* **READING PASSAGE**
>>>

1) No theory can affect particular economic/social movements at the individual (group) level like entrepreneurship. Some theories may be used as the pretext for for large social movements (like Marxism was a formal pretext of different social experiments in 1917-1989 in Russia, China and in other countries, but none of the particular actions in that countries can be found in Marx's writings).
2) Regarding entrepreneurship which is a individual or group actions, there may be specific conditions, laws and contingency factors that trigger entrepreneurship. The examples are golden rushes in California and Alaska, the massive movements of farmers westward in the USA after the Homestead act of 1864, the massive piracy of the XVII century (which was a form of collective entrepreneurship etc.). Institutional theory, especially the new institutionalism, largely ignores the contingency factors in entrepreneurial waves and prefers to look an entrepreneurship as a continuous process.

<<<

* **GIVEN REQUEST**
Write out everything in the entrepreneurship passage from "1) No theory" down to "in Marx's writings).", substituting "justification" for "pretext" wherever it occurs.

* **EXTRACTED RECORDS**
>>>

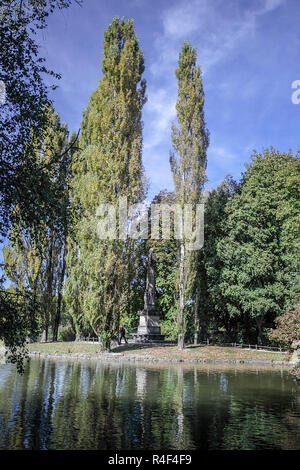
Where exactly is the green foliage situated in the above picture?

<<<
>>>

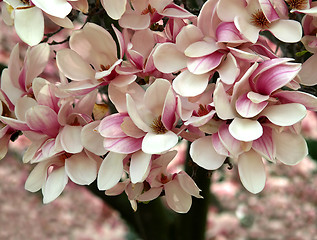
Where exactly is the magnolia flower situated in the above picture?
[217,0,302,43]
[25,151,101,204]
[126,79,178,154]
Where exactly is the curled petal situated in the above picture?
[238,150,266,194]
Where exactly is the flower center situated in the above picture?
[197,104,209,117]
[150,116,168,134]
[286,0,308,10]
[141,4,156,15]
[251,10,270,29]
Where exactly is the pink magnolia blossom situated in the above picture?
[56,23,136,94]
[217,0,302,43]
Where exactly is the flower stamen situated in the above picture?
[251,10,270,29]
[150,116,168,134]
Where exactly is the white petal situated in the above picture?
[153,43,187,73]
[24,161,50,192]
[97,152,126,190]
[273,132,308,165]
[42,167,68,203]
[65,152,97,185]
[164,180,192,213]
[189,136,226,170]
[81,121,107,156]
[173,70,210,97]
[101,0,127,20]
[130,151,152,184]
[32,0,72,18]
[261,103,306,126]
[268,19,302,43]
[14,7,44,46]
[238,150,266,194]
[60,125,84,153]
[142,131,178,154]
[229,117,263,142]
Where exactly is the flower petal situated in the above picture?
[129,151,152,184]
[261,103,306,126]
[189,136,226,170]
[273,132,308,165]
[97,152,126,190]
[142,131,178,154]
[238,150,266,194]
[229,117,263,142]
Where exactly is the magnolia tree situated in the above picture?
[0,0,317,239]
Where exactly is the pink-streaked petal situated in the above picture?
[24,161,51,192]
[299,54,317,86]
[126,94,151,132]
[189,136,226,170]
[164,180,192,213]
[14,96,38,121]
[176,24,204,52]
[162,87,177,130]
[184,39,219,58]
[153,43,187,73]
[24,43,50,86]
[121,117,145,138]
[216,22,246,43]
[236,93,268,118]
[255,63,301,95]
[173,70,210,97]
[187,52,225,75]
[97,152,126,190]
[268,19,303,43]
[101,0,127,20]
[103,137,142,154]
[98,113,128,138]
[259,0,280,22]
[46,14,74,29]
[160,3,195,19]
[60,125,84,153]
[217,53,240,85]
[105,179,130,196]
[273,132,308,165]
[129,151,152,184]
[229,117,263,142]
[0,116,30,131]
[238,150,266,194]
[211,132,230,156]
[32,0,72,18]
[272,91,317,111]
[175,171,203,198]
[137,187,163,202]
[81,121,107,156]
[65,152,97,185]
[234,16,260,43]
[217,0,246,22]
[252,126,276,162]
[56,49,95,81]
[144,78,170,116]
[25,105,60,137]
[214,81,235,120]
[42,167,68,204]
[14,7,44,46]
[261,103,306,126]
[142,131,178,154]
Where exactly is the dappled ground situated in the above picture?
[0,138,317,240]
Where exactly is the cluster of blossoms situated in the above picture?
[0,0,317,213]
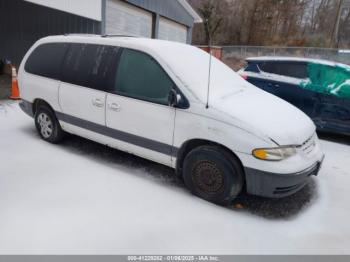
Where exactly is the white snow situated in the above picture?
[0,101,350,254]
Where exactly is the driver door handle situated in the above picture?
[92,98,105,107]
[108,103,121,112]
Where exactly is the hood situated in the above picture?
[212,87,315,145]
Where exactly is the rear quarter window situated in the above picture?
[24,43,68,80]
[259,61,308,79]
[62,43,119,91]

<<<
>>>

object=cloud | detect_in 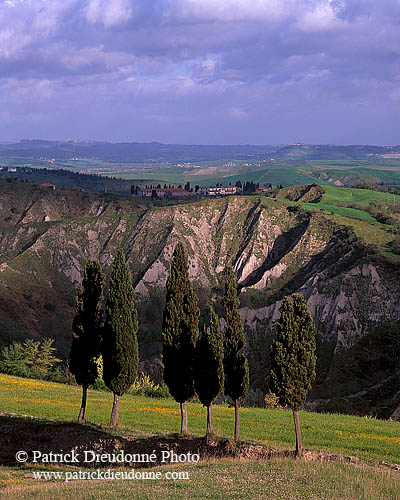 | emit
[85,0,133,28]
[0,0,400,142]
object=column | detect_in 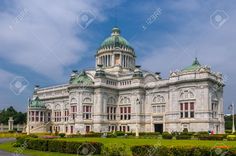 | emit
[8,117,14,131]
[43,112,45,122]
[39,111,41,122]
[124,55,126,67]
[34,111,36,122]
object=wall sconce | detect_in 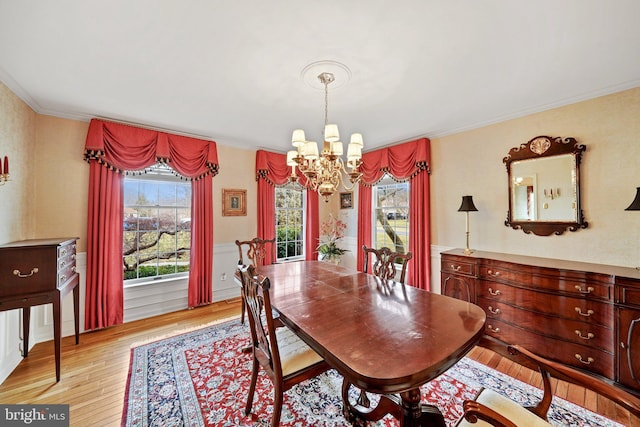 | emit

<<<

* **OUTPUT OF THE TASK**
1) No theory can affect particular economic/social movements at the individual (group) level like entrepreneurship. Some theories may be used as the justification for for large social movements (like Marxism was a formal justification of different social experiments in 1917-1989 in Russia, China and in other countries, but none of the particular actions in that countries can be found in Marx's writings).